• [What is needed] Reproduce each line of the listing below unchanged, leaving out the pictures.

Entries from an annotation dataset
** START **

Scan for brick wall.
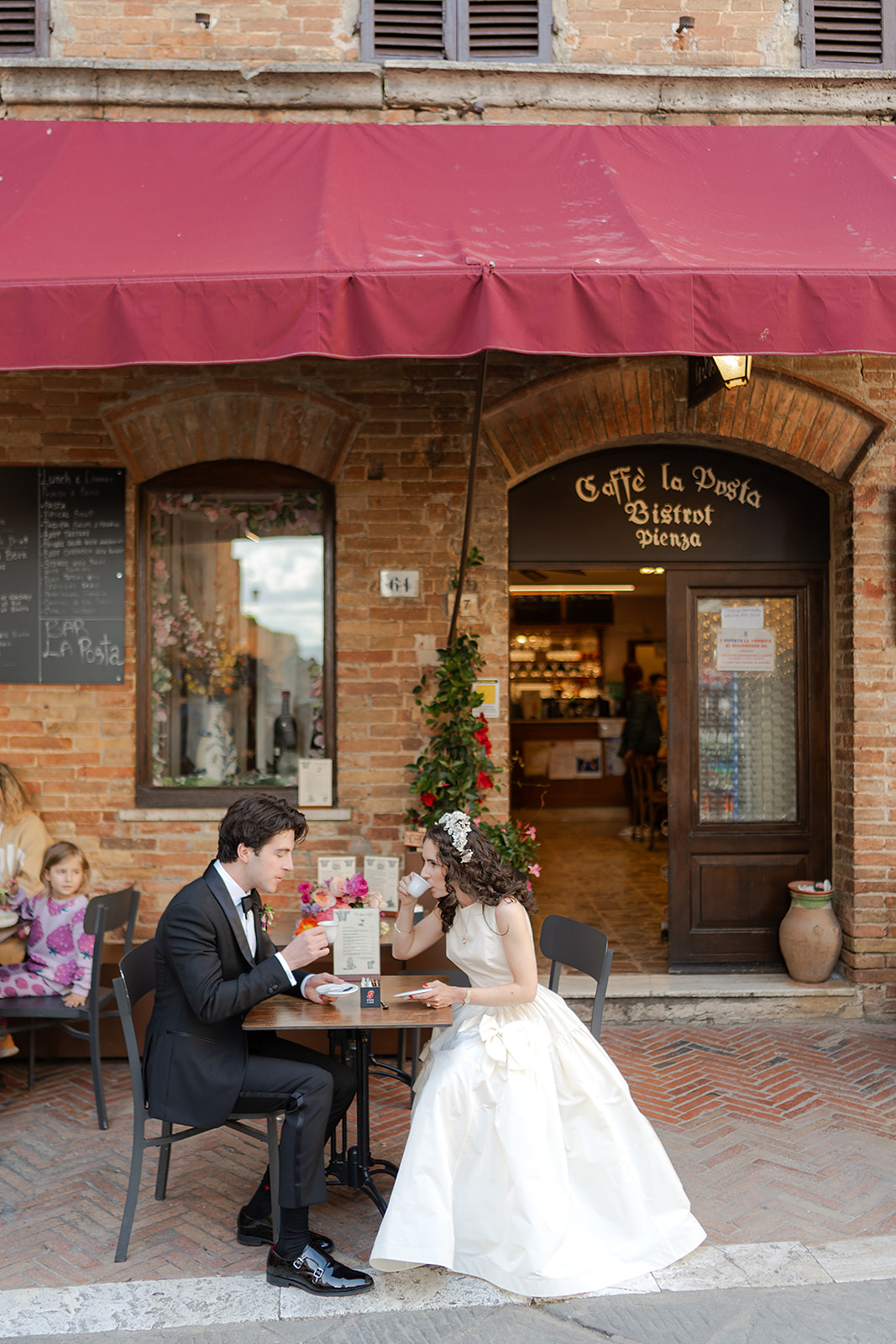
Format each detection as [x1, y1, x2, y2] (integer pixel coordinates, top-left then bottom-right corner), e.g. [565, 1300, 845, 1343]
[51, 0, 799, 69]
[0, 354, 896, 1015]
[51, 0, 358, 63]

** END **

• [Right answer]
Scan for brick wall.
Format each detection as [x1, y1, x2, y2] (integer pixel coordinates, top-left then bottom-right corner), e.g. [565, 1300, 845, 1343]
[51, 0, 799, 69]
[0, 354, 896, 1015]
[51, 0, 358, 63]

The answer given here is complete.